### Task to complete
Transcribe the part of the passage on marijuana legalization starting at "For states in" and ending at "lot of money.".

### Passage given
________________
For states in serious debt, such as Illinois and Michigan, tax revenue from marijuana sales could not come at a better time. Authorized recreational cannabis sales began in Illinois on January 1, 2020. On that first day, revenue reached $3.2 million, and in a few weeks generated $19 million. In Illinois, the total state, city, and county taxes on weed sales will reach up to 41% of sales. That’s a lot of money.

In addition to the tax incentives of legalizing cannabis, recreational sales promise to benefit the limited number of business owners who have long planned for legalization, had their documentation in order, and secured a license. States only allow a certain number of vendors, so other entrepreneurs are out of luck.

Some say that another actor benefitting from the legalization of marijuana is law enforcement. Freed of the hassle of prosecuting minor cannabis offenses, authorities can concentrate on more serious criminal activities. Fewer individuals will be arrested and sent to prison for minor crimes, and the problem of mass incarceration will be alleviated.

Legalizing marijuana probably has its benefits—but what about its human cost? History shows us that we rarely look at the human toll of such actions until it’s too late (e.g., the legal but unprincipled over-prescription of opioids in the past decades).

When it comes to the legalization of cannabis, I am seriously concerned about what I call “the Fog.” The Fog is the state of being experienced when a person uses marijuana. One’s physical and spiritual state becomes a haze. I liken it to the Peanuts cartoon character Pig-Pen—the little boy always dirty, with a plume of dust following him. I know people who have lived in the Fog for decades; they’re trapped in it. While they’ve lost their ability to see and smell it, marijuana smoke sticks on them, and others detect it even on their bags and clothes.

Cannabis use throughout the U.S. is rising, and the amount consumed by frequent users is also climbing. The most severe problem of the Fog, I believe, is lack of ability to thrive. It’s common to hear a person say, “I’ve been smoking marijuana since the ’60s, and I am fine. I go to work, I have a home, and my children are fine.” This may be true, but both times and the drug have changed. Levels of THC, the psychoactive substance in marijuana, are many times higher in products sold today. Marijuana sold before the ’90s has less than 2% THC levels. The plant has been modified, and these days, the THC content of most popular strains ranges between 15% and 30%.
________________
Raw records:
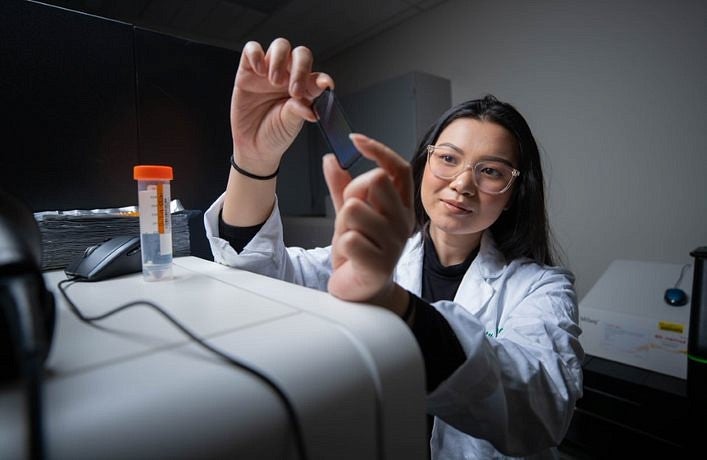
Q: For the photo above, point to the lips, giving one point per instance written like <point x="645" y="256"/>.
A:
<point x="456" y="206"/>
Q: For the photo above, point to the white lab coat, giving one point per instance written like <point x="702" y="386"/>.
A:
<point x="517" y="323"/>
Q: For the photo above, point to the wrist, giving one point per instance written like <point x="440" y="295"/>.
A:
<point x="394" y="298"/>
<point x="253" y="164"/>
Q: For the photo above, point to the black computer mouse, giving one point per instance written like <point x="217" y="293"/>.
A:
<point x="114" y="257"/>
<point x="675" y="297"/>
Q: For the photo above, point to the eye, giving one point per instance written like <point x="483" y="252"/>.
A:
<point x="448" y="159"/>
<point x="492" y="171"/>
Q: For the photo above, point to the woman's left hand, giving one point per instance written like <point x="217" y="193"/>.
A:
<point x="374" y="219"/>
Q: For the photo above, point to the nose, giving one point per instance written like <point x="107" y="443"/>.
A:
<point x="464" y="183"/>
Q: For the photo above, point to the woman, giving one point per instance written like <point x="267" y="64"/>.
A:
<point x="495" y="321"/>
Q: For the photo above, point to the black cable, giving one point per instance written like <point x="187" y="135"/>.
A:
<point x="299" y="438"/>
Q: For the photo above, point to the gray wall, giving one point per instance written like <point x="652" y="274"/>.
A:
<point x="615" y="93"/>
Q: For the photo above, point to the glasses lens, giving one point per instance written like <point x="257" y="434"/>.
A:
<point x="492" y="176"/>
<point x="445" y="164"/>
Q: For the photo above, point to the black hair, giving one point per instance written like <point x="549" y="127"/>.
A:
<point x="522" y="230"/>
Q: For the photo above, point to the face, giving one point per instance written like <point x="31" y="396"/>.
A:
<point x="458" y="211"/>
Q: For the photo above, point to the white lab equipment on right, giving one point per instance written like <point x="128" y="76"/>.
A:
<point x="625" y="318"/>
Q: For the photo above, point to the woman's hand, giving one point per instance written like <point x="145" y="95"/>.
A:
<point x="374" y="219"/>
<point x="272" y="96"/>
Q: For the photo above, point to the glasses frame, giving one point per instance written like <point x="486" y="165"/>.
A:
<point x="471" y="166"/>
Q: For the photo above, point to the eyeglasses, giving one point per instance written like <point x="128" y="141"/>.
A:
<point x="493" y="177"/>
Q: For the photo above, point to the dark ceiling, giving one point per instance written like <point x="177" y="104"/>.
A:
<point x="328" y="27"/>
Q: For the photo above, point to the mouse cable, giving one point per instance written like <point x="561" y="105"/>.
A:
<point x="296" y="427"/>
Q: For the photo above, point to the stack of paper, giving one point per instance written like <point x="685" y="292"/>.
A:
<point x="67" y="234"/>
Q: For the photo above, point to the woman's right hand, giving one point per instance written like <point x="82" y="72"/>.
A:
<point x="272" y="97"/>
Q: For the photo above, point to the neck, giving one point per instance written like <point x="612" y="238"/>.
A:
<point x="453" y="249"/>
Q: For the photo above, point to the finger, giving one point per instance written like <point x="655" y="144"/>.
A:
<point x="253" y="58"/>
<point x="357" y="215"/>
<point x="300" y="70"/>
<point x="336" y="179"/>
<point x="278" y="60"/>
<point x="360" y="250"/>
<point x="396" y="166"/>
<point x="376" y="188"/>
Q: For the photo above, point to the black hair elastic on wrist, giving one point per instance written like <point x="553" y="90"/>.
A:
<point x="410" y="309"/>
<point x="251" y="175"/>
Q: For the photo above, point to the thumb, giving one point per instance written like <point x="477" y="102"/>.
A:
<point x="336" y="179"/>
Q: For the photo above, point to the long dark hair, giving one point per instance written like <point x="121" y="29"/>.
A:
<point x="522" y="230"/>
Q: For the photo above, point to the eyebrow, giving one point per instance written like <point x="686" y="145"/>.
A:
<point x="484" y="158"/>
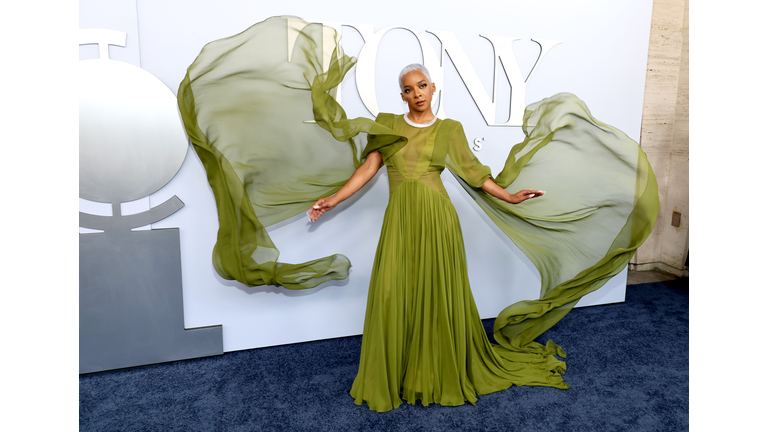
________________
### Result below
For states in serious debt, such as Illinois and Michigan, tax revenue from marijuana sales could not come at a better time. Authorized recreational cannabis sales began in Illinois on January 1, 2020. On that first day, revenue reached $3.2 million, and in a few weeks generated $19 million. In Illinois, the total state, city, and county taxes on weed sales will reach up to 41% of sales. That’s a lot of money.